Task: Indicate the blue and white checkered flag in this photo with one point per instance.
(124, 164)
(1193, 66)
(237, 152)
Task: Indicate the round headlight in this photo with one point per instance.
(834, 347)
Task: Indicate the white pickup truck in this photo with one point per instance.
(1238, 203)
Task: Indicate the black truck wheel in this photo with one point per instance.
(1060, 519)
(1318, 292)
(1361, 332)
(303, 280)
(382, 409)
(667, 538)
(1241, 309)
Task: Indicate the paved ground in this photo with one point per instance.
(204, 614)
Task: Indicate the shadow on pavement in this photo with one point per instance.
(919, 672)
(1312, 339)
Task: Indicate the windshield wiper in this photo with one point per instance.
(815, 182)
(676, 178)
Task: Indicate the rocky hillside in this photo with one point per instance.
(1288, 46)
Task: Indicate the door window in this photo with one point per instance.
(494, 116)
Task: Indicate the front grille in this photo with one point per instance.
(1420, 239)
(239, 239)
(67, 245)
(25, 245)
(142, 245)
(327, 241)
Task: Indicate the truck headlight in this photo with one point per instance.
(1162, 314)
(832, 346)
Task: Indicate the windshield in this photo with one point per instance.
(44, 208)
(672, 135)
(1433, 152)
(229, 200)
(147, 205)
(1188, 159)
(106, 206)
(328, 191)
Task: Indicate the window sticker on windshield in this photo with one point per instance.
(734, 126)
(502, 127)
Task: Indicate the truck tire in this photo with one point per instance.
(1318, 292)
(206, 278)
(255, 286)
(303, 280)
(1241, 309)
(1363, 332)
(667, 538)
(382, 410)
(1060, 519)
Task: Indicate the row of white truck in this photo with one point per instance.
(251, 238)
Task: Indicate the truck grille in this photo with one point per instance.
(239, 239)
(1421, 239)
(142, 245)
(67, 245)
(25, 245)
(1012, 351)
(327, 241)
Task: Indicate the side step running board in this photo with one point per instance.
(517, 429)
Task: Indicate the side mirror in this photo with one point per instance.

============================================================

• DIRECTIONS FOR THIS TASK:
Reproduce all of the data above verbatim, keeping every line in its original order.

• FULL SOLUTION:
Task: Indicate the blue and white checkered flag in this photo with one point per instance.
(124, 164)
(1193, 66)
(237, 152)
Task: Indicate the round headlight in this photo with one point per instance.
(834, 347)
Task: Indicate the white pickup truck in this photo with one point per instance.
(1238, 203)
Task: Indicate the black truck wheel in this photo with one point per instance.
(1060, 519)
(1318, 292)
(1361, 332)
(303, 280)
(382, 409)
(667, 538)
(1241, 309)
Task: Indicate the paved ground in this photo with one point per instance.
(204, 614)
Task: Indicate the shadow on pavement in this photo with one point per instance.
(919, 672)
(1312, 339)
Task: Indicate the windshield wiper in this photo with one point per instance.
(815, 182)
(676, 178)
Task: Indicate the rocky hillside in this photo with one point per instance.
(1288, 46)
Task: Indicate the door window in this photo with one point per instance.
(494, 116)
Task: Indicate the front grille in this photo with one point per instance.
(1420, 239)
(239, 239)
(67, 245)
(25, 245)
(142, 245)
(327, 241)
Task: Indicate the truck headlight in this photo with one point per instance.
(1162, 314)
(832, 346)
Task: Indicate the windshield in this photo with one point per instance.
(44, 208)
(672, 135)
(1433, 152)
(229, 200)
(147, 205)
(1188, 159)
(106, 206)
(328, 191)
Task: Indicate the window sticker on windshield in this photo with one point per instance.
(734, 126)
(502, 127)
Task: Indicate the truck tire in this photo with one point per instance.
(1318, 292)
(206, 278)
(255, 286)
(303, 280)
(1241, 309)
(1363, 332)
(667, 538)
(382, 410)
(1060, 519)
Task: Indicate the row of white truck in this photo with one point per instance.
(251, 238)
Task: Indicate the truck grille in this photo with one point per instance.
(239, 239)
(1421, 239)
(142, 245)
(67, 245)
(25, 245)
(1012, 351)
(327, 241)
Task: Indicate the side step running board in this photo with one point per instance.
(517, 429)
Task: Indicate the side mirror in this photo with one point per instance.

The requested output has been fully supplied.